» **What to work on**:
**A.** Decide whether each statement below agrees with the blog post about Daniel Boulud's burger. Answer yes or no for each, and quote the exact words of the post that decide it. (i) The fries come in a parchment-lined silver cone. (ii) The writer agrees with all of B.R. Myers' argument. (iii) The short rib stuffing calls for two bottles of dry red wine.
**B.** Write out the part of the blog post about Daniel Boulud's burger that runs between "Here’s why Daniel" and "I’ve had before.", inclusive.

» **Excerpt provided**:
>>>>>

Thursday, March 17, 2011

Burgers in Bouludland


I'm kind of busy but also feeling kind of dopey and allergetic (instead of energetic), so this week let's dip into the well for a food story I wrote a few years ago for enRoute magazine that ended up being featured in the "Best Food Writing 2008" anthology. I was reminded of this story recently, when I read this amazing piece in the Atlantic, which basically calls out the Best Food Writing anthologies as a blight on humanity. Even so, I agree with about 81% of B.R. Myers' argument.

Someone’s in the Kitchen with Daniel

A private cooking lesson with Daniel Boulud shows why he’s cut out to be a French chef – and you’re not.

Here’s why Daniel Boulud’s burger is better than yours: Ordering the original DB Burger served at the chef’s Manhattan restaurant, DB Bistro Moderne, buys you ground sirloin stuffed with succulent braised short ribs, foie gras and preserved black truffle, made to order on a freshly baked Parmesan bun. The accompanying pommes frites, served in a parchment-lined silver cone, taste more potatoey than any fries I’ve had before.

Momentarily lost in the reverie that is love at first bite, meat juice dripping clear past my watchband, I realize too late that I’m actually meant to use a fork and knife to eat the thing, like the businessmen surrounding me who also wisely removed their suit jackets in anticipation. “Yes, that is what most people do,” volunteers my waiter as I lick my elbows clean.

Bottom line: Daniel Boulud is an evil genius – and if this burger were single and Jewish, I would marry it. In what must be a culinary first, the superthick stuffed patty sees the shredded short ribs actually cutting the fattiness of the foie and sirloin. What’s more, the short rib stuffing involves numerous steps, the most impressive being pouring three bottles of dry red wine into a saucepan and then setting it aflame. Boulud has taken an essential yet basic piece of Americana and spirited it into a technique-driven masterpiece.

<<<<<

» **Recorded information**:

>>>>>

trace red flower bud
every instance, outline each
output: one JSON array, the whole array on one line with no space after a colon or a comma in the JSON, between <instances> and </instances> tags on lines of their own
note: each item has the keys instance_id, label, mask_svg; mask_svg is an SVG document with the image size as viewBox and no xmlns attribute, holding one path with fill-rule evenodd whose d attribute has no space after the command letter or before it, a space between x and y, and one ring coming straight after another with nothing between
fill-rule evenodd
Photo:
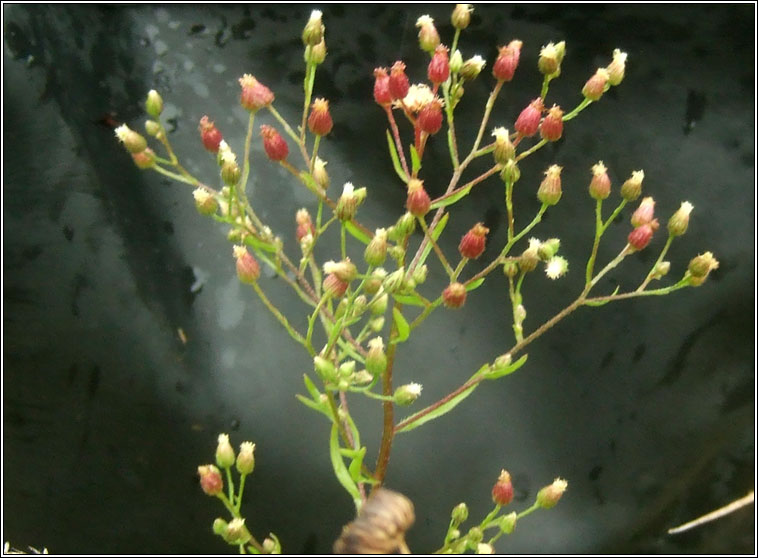
<instances>
[{"instance_id":1,"label":"red flower bud","mask_svg":"<svg viewBox=\"0 0 758 558\"><path fill-rule=\"evenodd\" d=\"M542 99L537 97L529 103L528 107L521 111L513 127L522 136L532 137L540 127L540 118L544 109L545 106L542 104Z\"/></svg>"},{"instance_id":2,"label":"red flower bud","mask_svg":"<svg viewBox=\"0 0 758 558\"><path fill-rule=\"evenodd\" d=\"M447 47L445 45L438 45L434 50L432 61L429 62L427 76L429 77L429 81L439 85L440 83L444 83L449 75L450 60L447 55Z\"/></svg>"},{"instance_id":3,"label":"red flower bud","mask_svg":"<svg viewBox=\"0 0 758 558\"><path fill-rule=\"evenodd\" d=\"M460 308L466 303L466 287L462 283L450 283L442 291L442 304L448 308Z\"/></svg>"},{"instance_id":4,"label":"red flower bud","mask_svg":"<svg viewBox=\"0 0 758 558\"><path fill-rule=\"evenodd\" d=\"M492 487L492 501L498 506L507 506L513 500L513 484L511 483L511 475L503 469L500 471L500 476Z\"/></svg>"},{"instance_id":5,"label":"red flower bud","mask_svg":"<svg viewBox=\"0 0 758 558\"><path fill-rule=\"evenodd\" d=\"M416 124L422 132L434 135L442 127L442 105L438 99L425 104L418 113Z\"/></svg>"},{"instance_id":6,"label":"red flower bud","mask_svg":"<svg viewBox=\"0 0 758 558\"><path fill-rule=\"evenodd\" d=\"M390 77L387 75L387 68L376 68L374 78L374 101L382 106L390 105L392 93L390 93Z\"/></svg>"},{"instance_id":7,"label":"red flower bud","mask_svg":"<svg viewBox=\"0 0 758 558\"><path fill-rule=\"evenodd\" d=\"M329 114L329 101L316 99L311 106L308 117L308 129L317 136L325 136L332 131L332 116Z\"/></svg>"},{"instance_id":8,"label":"red flower bud","mask_svg":"<svg viewBox=\"0 0 758 558\"><path fill-rule=\"evenodd\" d=\"M423 217L429 212L429 206L432 201L429 199L429 194L424 190L424 183L417 178L411 179L408 182L408 198L405 202L405 207L415 217Z\"/></svg>"},{"instance_id":9,"label":"red flower bud","mask_svg":"<svg viewBox=\"0 0 758 558\"><path fill-rule=\"evenodd\" d=\"M239 82L242 87L240 104L247 110L255 112L274 102L271 90L250 74L242 76Z\"/></svg>"},{"instance_id":10,"label":"red flower bud","mask_svg":"<svg viewBox=\"0 0 758 558\"><path fill-rule=\"evenodd\" d=\"M500 47L497 60L492 65L492 75L498 81L511 81L521 56L521 41L511 41L508 46Z\"/></svg>"},{"instance_id":11,"label":"red flower bud","mask_svg":"<svg viewBox=\"0 0 758 558\"><path fill-rule=\"evenodd\" d=\"M207 116L203 116L200 119L200 139L203 140L203 145L211 153L218 153L218 146L221 140L224 139L221 132L218 131L216 125Z\"/></svg>"},{"instance_id":12,"label":"red flower bud","mask_svg":"<svg viewBox=\"0 0 758 558\"><path fill-rule=\"evenodd\" d=\"M461 256L470 260L475 260L484 252L484 246L487 242L487 233L490 230L482 223L477 223L471 230L463 235L461 243L458 245L458 251Z\"/></svg>"},{"instance_id":13,"label":"red flower bud","mask_svg":"<svg viewBox=\"0 0 758 558\"><path fill-rule=\"evenodd\" d=\"M408 76L405 75L405 64L399 60L392 65L390 70L390 94L392 99L404 99L411 85Z\"/></svg>"},{"instance_id":14,"label":"red flower bud","mask_svg":"<svg viewBox=\"0 0 758 558\"><path fill-rule=\"evenodd\" d=\"M289 155L289 147L279 132L271 126L261 126L263 136L263 149L272 161L283 161Z\"/></svg>"},{"instance_id":15,"label":"red flower bud","mask_svg":"<svg viewBox=\"0 0 758 558\"><path fill-rule=\"evenodd\" d=\"M558 141L563 135L563 111L553 105L540 125L540 136L546 141Z\"/></svg>"}]
</instances>

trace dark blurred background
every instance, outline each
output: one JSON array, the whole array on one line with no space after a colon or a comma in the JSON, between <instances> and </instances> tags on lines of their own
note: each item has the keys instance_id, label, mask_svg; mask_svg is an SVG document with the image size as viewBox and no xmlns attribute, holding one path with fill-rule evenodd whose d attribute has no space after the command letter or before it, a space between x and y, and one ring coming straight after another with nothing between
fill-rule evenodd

<<<<<

» **Answers to the exercises**:
**A.**
(i) Yes: "served in a parchment-lined silver cone"
(ii) No: "I agree with about 81% of B.R. Myers' argument."
(iii) No: "pouring three bottles of dry red wine into a saucepan"

**B.**
Here’s why Daniel Boulud’s burger is better than yours: Ordering the original DB Burger served at the chef’s Manhattan restaurant, DB Bistro Moderne, buys you ground sirloin stuffed with succulent braised short ribs, foie gras and preserved black truffle, made to order on a freshly baked Parmesan bun. The accompanying pommes frites, served in a parchment-lined silver cone, taste more potatoey than any fries I’ve had before.